==== Excerpt
It looks like more records were kept from 1995 onwards. We decide to use the time period of the last 10, which matches the interval used by National Weather Service - Natural Hazard Statistics. Although 2011 only has records through November, we include 2011 nonetheless as it has the most number of records for a year. storms.df is then subsetted accordingly.

storms.df <- filter(storms.df, bgn_year >= min_year)
dim(storms.df)
## [1] 453730      9

Filtering by target variables

Reducing the dataset to only those observations where there are injures/fatalities or property/crop damage also helps.

storms.df <- filter(storms.df, FATALITIES>0 | INJURIES>0 | PROPDMG>0 | CROPDMG>0)
dim(storms.df)
## [1] 134528      9

The number of observations used decreases from the original 902297 to finally 134528.

Tidying Event Types

The previous subsetting transformations results in 79 unique EVTYPE values we need to consider in the reduced storms.df dataset versus the original 985 values in storms.orig.

unique(storms.df$EVTYPE)
##  [1] "HAIL"                     "TSTM WIND"               
##  [3] "LIGHTNING"                "FLASH FLOOD"             
##  [5] "WINTER STORM"             "TORNADO"                 
##  [7] "HIGH WIND"                "RIP CURRENTS"            
##  [9] "TROPICAL STORM"           "HURRICANE"               
## [11] "AVALANCHE"                "FLOOD"                   
## [13] "WILD/FOREST FIRE"         "STORM SURGE"             
## [15] "ICE STORM"                "DUST STORM"              
## [17] "TSTM WIND/HAIL"           "HEAVY RAIN"              
## [19] "EXCESSIVE HEAT"           "URBAN/SML STREAM FLD"    
## [21] "FOG"                      "HEAVY SURF"              
## [23] "HIGH SURF"                "EXTREME COLD"            
## [25] "WIND"                     "HAZARDOUS SURF"
========
==== Data records
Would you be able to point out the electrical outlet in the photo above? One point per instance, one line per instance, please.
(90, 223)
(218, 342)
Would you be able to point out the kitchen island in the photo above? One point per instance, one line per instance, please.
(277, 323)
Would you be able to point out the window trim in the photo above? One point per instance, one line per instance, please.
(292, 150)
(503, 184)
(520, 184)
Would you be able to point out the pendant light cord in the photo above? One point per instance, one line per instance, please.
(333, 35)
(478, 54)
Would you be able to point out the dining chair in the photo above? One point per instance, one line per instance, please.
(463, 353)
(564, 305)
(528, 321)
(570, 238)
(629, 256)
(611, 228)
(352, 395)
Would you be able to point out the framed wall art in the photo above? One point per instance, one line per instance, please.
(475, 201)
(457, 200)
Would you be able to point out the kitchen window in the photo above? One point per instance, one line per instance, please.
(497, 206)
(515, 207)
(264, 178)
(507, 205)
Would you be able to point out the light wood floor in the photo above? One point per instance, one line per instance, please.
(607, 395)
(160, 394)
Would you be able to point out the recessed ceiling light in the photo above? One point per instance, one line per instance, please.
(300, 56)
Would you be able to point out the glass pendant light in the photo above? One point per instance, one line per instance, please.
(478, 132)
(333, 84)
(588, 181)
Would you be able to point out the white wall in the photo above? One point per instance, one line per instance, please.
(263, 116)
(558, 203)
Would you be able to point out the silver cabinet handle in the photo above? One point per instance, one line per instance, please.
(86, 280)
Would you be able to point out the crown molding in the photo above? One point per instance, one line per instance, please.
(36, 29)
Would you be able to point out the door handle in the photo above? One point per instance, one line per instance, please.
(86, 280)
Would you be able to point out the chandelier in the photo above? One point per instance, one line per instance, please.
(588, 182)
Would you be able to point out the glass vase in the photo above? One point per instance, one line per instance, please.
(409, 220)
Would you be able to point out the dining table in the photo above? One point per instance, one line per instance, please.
========
Required task:
From the excerpt on storm data, write out the passage that opens with "## [1] 453730" and closes with "PROPDMG>0 | CROPDMG>0)", switching "dataset" to "data frame".

Output for this exercise:
## [1] 453730      9

Filtering by target variables

Reducing the data frame to only those observations where there are injures/fatalities or property/crop damage also helps.

storms.df <- filter(storms.df, FATALITIES>0 | INJURIES>0 | PROPDMG>0 | CROPDMG>0)